:: PROVIDED TEXT ::
For almost ten years AVF trustees, Protestant church leaders in Germany, the Order of Kaiserswerth, the Jerusalem Society, and numerous German officials in Palestine tried to find an affordable solution to the future of the AVF on the Mount of Olives. Meetings were held in Germany and Palestine and numerous letters were written exchanging ideas and opinions. Resentment towards the Jews became even more vocal when, besides members of the Catholic Church, Jews from Germany and Palestine came forward as potential buyers of the AVF property. Their number included lawyers, physicians, and members of the Hebrew University.[50] Their efforts to buy the complex were consistently rejected by the Foundation’s board of trustees who insisted that the AVF complex was built to uphold German Protestant culture and power in Palestine, a symbol of German Protestantism. Selling it to non-Protestants was seen as shameful, harmful to German prestige and reputation.[51] Count Lüttichau, head of the Protestant Order of Kaiserswerth, expressed what many German clerical and government officials thought at the time - the AVF should rather find a solution to the question of the upkeep of the complex and its German Protestant character than lose it to "Romans[52] or Jews."[53] Professor Moritz of the German Foreign Ministry warned of selling the buildings on the Mount of Olives to Zionists which would hurt German national and religious feeling. Zionists would not take Christian sensibilities into consideration and would make it impossible for Christian services to continue at the Church of Ascension.[54] At the beginning of 1930, the German Consul General in Jerusalem, Dr. Erich Nord, articulated German misgivings about the future of the AVF building in the following way: "The symbol of Protestantism should be rebuilt … I prefer to leave the beautiful property to the Catholics rather than giving it to foreigners or even putting it into Jewish hands."[55]

 

In contrast to these hostile remarks about Jews, German Protestants in Palestine often emphasized their good relationship with Christian and Muslim Arabs.[56] Until the British occupation in 1917, grand celebrations were often held for Turkish and Arab officials on the Mount of Olives.[57] In the 1920s, Provost Hertzberg reported that the Germans were popular among Arabs, but Jews were friendly to them only in rare cases, while the Jewish press wrote very hostile things about Germans.[58]

 

In 1923/24 approximately fifty Protestant Christian Arabs regularly attended services and meetings at the Lutheran Church of the Redeemer in Jerusalem. At this time the German Protestant Community numbered 110 members, comprising sixty women and fifty men. Seven German Protestant women were married to Arabs and one German man had an Arab spouse. Margot Canaan, a Protestant Arab, was an active member of the German Lutheran Church in Jerusalem where from 1920 on she was on the church council.[59] Her husband, Dr. Taufik Canaan, worked as a physician at the German Deaconesses’ Hospital in Jerusalem.[60] He was a strong Arab nationalist who had written well-received books, The Arab Palestine Cause and Conflict in the Land of Peace.[61] Canaan also worked in the malaria department of the International Health Bureau in Jerusalem in cooperation with the German Society for the Control of Malaria. All in all the connection to the Protestant Christian Arabs was considered strong.[62]

 

Many articles in the German Protestant Community's newsletter (Jerusalem, 1927-1938) described Jews as playing a minor role in Palestine and having no relationship or friendships with Christian Protestants.[63] Indeed, contact between Protestants and Jews was generally very limited. From time to time, a few German-speaking Jews attended the archaeological lectures of the German Protestant Institute of Archaeology[64]. There was some interaction in the workforce, with Jewish physicians employed at the Deaconesses’ Hospital and occasionally the Provost attended a reception at the Hebrew University.[65] In general, Palestine-Germans' connections with locals (both Jew and Arab) centered mainly on economic matters.[66]

 

The Arab-German connection was generally described as positive; however, in reality these relationships created problems and differences in day-to-day life as mentioned above. Local AVF members, its architects and site-managers, had difficulty in accepting the Arab way of life. They often called the Arab workers slow, inefficient, and unreliable.[67] During land purchasing process for the AVF project, members of the Foundation and the German Consulate referred to the Arabs’ hesitation in selling land as "harassment, greedy behavior, an attempt to get more money."[68] In 1928, an international mission conference was held at the AVF compound. Muslims reacted strongly by calling it a provocation and a Christian attack on Islam. Protestants were blamed for sowing discord and creating conflict between Muslim and Christian Arabs. Muslims even asked both the Palestine government and European consuls to stop the conference and expel its president.[69]

 

Summarizing archival material, newsletters, and correspondence, German-Arab relations were ambivalent but officially summarized as good and friendly. It seems that German Protestants made a conscious decision to see their Arab relationships in a positive light in spite of their problems and differences.
:::
:: DATA FOR ANALYSIS ::
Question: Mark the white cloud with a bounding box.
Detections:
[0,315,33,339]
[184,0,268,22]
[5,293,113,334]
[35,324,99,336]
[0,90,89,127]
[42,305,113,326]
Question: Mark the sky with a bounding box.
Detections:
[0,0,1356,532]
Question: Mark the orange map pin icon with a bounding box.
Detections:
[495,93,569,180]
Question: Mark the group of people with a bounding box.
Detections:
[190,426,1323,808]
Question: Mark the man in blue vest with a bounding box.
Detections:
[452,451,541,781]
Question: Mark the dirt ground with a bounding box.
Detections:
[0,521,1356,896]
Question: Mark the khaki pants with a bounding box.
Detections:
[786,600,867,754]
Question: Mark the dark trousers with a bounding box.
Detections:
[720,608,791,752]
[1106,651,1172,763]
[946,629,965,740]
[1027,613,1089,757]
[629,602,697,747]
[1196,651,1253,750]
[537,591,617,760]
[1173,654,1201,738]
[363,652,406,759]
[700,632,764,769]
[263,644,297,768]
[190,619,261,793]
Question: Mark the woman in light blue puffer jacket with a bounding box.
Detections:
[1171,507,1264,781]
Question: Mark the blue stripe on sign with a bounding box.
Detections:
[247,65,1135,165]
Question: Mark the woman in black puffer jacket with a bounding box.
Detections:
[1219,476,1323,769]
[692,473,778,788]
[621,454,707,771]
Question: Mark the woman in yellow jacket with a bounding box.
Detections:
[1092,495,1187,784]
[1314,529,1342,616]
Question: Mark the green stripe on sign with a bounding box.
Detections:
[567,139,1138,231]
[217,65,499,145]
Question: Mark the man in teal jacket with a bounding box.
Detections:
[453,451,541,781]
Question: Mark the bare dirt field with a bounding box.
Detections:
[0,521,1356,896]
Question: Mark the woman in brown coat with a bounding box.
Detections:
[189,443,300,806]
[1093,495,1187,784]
:::
:: DATA FOR ANALYSIS ::
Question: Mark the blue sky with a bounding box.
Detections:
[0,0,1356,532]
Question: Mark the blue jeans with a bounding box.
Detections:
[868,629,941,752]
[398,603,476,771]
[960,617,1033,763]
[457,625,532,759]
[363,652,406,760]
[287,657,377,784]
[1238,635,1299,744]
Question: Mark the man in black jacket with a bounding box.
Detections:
:::
Check each statement against the text on German Protestants in Palestine. Answer yes or no for each, and quote the words that decide it.
1. In 1923/24 the German Protestant Community had more women than men.
2. The Foundation's board of trustees accepted offers from Jewish buyers for the AVF complex.
3. The 1928 international mission conference took place at the Lutheran Church of the Redeemer.

1. Yes: "comprising sixty women and fifty men."
2. No: "Their efforts to buy the complex were consistently rejected by the Foundation’s board of trustees"
3. No: "an international mission conference was held at the AVF compound."